TASK BRIEF:
Recast the lines between the one holding "Isolate the beige" and the one holding "149;1279;175;1313", inclusive, as a Markdown table. Use the columns Row and Entry, number each line, and leave out any blank lines.
----- PROVIDED MATERIAL
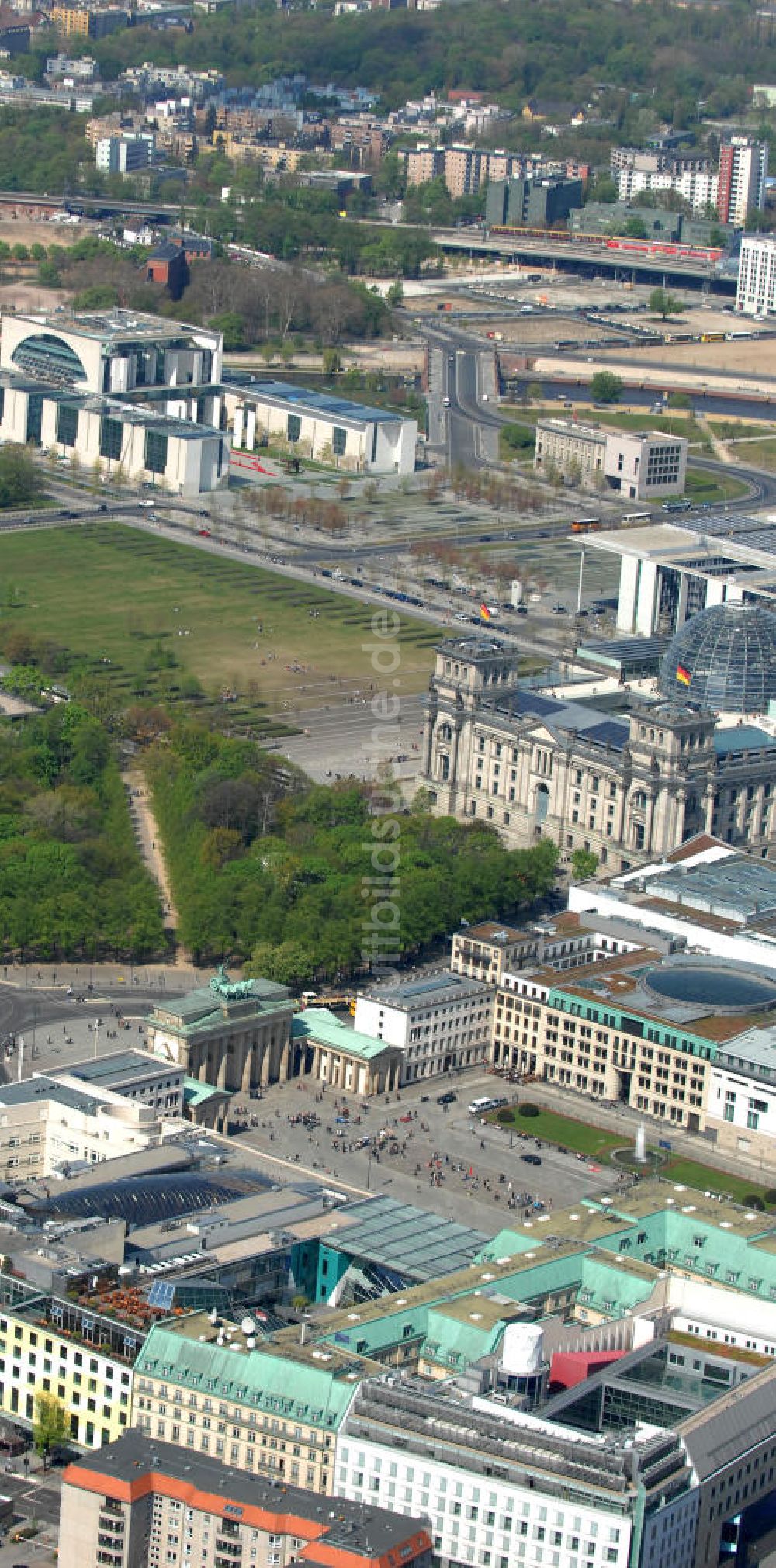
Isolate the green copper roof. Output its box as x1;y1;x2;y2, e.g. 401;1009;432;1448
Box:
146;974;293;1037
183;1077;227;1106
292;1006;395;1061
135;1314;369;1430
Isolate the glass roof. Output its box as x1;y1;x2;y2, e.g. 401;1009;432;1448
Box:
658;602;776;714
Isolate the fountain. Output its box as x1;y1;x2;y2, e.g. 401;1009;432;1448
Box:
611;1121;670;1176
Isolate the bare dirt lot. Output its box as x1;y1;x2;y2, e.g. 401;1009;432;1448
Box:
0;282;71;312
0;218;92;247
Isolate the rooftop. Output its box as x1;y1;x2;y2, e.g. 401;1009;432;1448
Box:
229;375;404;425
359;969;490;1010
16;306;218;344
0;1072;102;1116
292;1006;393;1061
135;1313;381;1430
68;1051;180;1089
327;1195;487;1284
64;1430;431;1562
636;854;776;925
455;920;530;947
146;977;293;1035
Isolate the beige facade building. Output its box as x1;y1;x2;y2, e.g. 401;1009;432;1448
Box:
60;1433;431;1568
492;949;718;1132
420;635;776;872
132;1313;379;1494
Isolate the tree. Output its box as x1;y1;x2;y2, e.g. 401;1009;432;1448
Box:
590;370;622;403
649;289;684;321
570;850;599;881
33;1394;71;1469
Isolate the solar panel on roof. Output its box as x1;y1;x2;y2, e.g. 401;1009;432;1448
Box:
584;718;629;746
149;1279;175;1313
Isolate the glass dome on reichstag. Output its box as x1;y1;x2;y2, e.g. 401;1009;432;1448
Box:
----------
----- PROVIDED MATERIAL
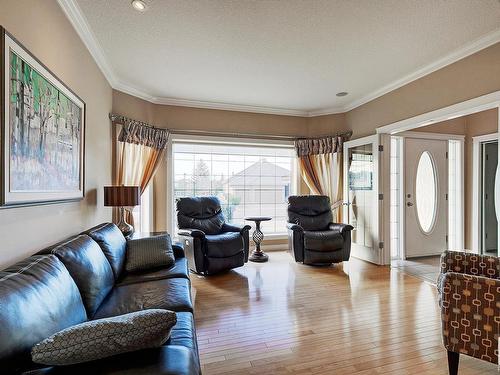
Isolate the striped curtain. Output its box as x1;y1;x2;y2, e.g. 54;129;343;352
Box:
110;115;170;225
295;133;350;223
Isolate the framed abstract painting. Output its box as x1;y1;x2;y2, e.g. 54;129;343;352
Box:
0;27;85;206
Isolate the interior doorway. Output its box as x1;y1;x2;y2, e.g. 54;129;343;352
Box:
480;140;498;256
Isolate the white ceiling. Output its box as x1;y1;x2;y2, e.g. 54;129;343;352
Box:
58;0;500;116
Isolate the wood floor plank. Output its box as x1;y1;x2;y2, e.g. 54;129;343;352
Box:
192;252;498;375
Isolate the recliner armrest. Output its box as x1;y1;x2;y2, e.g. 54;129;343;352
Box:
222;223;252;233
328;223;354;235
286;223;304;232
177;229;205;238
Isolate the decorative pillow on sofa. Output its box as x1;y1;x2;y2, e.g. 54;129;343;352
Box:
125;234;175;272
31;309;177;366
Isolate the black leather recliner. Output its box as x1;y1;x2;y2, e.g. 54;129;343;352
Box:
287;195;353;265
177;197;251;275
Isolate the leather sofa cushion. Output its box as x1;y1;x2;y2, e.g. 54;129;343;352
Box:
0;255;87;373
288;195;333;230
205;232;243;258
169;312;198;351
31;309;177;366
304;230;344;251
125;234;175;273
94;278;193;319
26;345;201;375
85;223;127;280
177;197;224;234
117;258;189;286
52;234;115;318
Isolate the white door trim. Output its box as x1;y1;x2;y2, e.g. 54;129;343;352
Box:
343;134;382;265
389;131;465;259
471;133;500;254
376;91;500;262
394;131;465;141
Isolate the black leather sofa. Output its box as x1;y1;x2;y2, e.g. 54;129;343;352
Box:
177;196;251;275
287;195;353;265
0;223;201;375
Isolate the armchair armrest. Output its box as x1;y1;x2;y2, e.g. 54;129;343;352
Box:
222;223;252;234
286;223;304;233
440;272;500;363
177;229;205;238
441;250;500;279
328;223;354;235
----------
SOLUTION:
| Row | Entry |
|---|---|
| 1 | Isolate the beige facade building. Output its box as x1;y1;x2;y2, e.g. 401;1009;432;1448 |
| 2 | Box: |
| 3 | 60;1433;431;1568 |
| 4 | 492;949;718;1132 |
| 5 | 420;635;776;872 |
| 6 | 132;1313;379;1494 |
| 7 | Isolate the tree. Output its box as x1;y1;x2;y2, e.g. 401;1009;432;1448 |
| 8 | Box: |
| 9 | 590;370;622;403 |
| 10 | 649;289;684;321 |
| 11 | 570;850;599;881 |
| 12 | 33;1394;71;1469 |
| 13 | Isolate the solar panel on roof. Output its box as x1;y1;x2;y2, e.g. 401;1009;432;1448 |
| 14 | Box: |
| 15 | 584;718;629;746 |
| 16 | 149;1279;175;1313 |